> [Directions for this task] Rewrite the entries below as a Markdown table with the columns Row and Text, one numbered row per line, starting with the first line and going on through the line with "[425, 254, 830, 540]". Skip blank lines and leave the pictures out.

> [Entries from an annotation dataset]
/---
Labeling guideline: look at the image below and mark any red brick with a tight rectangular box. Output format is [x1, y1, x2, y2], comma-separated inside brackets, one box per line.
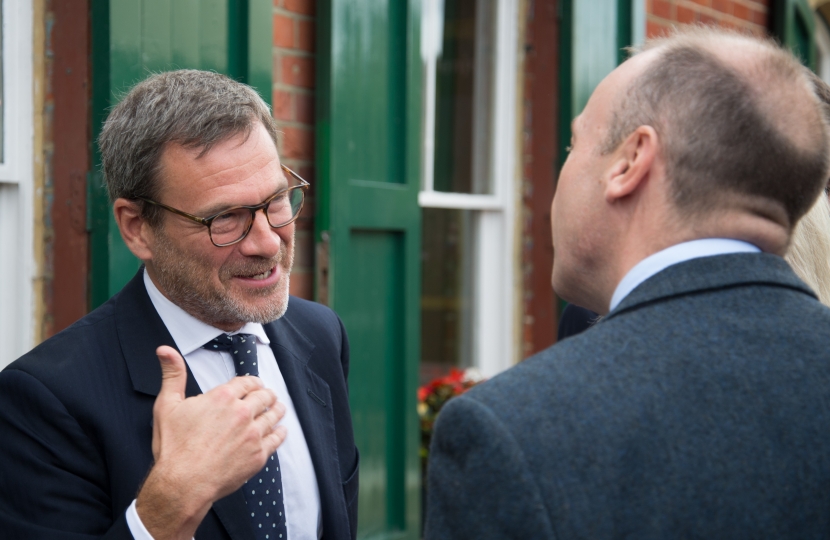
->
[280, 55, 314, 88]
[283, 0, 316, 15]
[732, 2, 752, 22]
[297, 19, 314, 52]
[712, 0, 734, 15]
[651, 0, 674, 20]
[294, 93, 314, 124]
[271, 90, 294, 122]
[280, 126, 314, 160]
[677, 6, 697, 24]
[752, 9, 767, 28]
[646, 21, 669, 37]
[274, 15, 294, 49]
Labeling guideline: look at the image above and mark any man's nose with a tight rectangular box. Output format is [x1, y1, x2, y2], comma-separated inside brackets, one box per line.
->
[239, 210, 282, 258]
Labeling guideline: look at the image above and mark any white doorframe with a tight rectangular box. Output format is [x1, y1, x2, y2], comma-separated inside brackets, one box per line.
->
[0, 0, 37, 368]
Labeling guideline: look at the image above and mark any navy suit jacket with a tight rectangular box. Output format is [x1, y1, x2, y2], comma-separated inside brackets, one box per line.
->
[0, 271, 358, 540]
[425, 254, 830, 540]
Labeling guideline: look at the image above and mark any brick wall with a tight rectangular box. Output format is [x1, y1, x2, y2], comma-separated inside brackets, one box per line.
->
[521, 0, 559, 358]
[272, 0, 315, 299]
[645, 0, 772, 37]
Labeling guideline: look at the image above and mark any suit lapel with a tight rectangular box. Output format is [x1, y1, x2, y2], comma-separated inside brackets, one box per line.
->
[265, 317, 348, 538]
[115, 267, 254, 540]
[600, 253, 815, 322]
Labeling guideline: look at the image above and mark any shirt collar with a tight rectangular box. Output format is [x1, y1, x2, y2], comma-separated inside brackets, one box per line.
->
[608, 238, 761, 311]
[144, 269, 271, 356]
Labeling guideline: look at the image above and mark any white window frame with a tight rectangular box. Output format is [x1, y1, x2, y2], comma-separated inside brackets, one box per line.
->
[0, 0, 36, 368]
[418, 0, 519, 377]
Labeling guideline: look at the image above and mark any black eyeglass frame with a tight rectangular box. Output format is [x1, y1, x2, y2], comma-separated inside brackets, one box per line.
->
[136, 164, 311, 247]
\---
> [Task response]
| Row | Text |
|---|---|
| 1 | Labeling guideline: look at the image below and mark any red brick with a tight rectangular box. Output format is [x1, y1, x2, y2], comma-separated inside brackets, one box per line. |
| 2 | -> |
| 3 | [280, 55, 314, 88] |
| 4 | [283, 0, 316, 15] |
| 5 | [732, 2, 752, 22] |
| 6 | [297, 19, 314, 52] |
| 7 | [712, 0, 734, 15] |
| 8 | [651, 0, 674, 20] |
| 9 | [294, 93, 314, 124] |
| 10 | [271, 90, 294, 122] |
| 11 | [280, 126, 314, 160] |
| 12 | [677, 6, 697, 24] |
| 13 | [752, 9, 767, 28] |
| 14 | [646, 21, 669, 37] |
| 15 | [274, 15, 294, 49] |
| 16 | Labeling guideline: look at the image above and mark any man's nose with a tight rectangular box. Output format is [x1, y1, x2, y2], comma-separated inside brackets, one box per line. |
| 17 | -> |
| 18 | [239, 210, 282, 258] |
| 19 | Labeling guideline: look at the image above and mark any white doorframe with a tight rectangular box. Output format is [x1, y1, x2, y2], comma-separated inside brackets, one box per line. |
| 20 | -> |
| 21 | [0, 0, 37, 368] |
| 22 | Labeling guideline: look at the image above and mark any navy suit jacket with a tight rectangular box. Output format is [x1, y1, x2, y2], comma-separated inside brackets, one box per line. |
| 23 | -> |
| 24 | [0, 271, 358, 540] |
| 25 | [425, 254, 830, 540] |